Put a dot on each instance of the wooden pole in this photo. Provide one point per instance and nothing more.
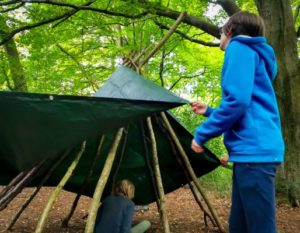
(12, 183)
(42, 221)
(65, 222)
(162, 202)
(191, 171)
(15, 190)
(36, 190)
(193, 188)
(101, 183)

- Exercise -
Return the complete material exactly as it appears, without images.

- Response box -
Put a dot on each instance of the wooden pole in this photo. Provide one point per instance and nothing more.
(12, 183)
(42, 221)
(65, 222)
(162, 202)
(191, 171)
(15, 190)
(36, 190)
(193, 188)
(101, 183)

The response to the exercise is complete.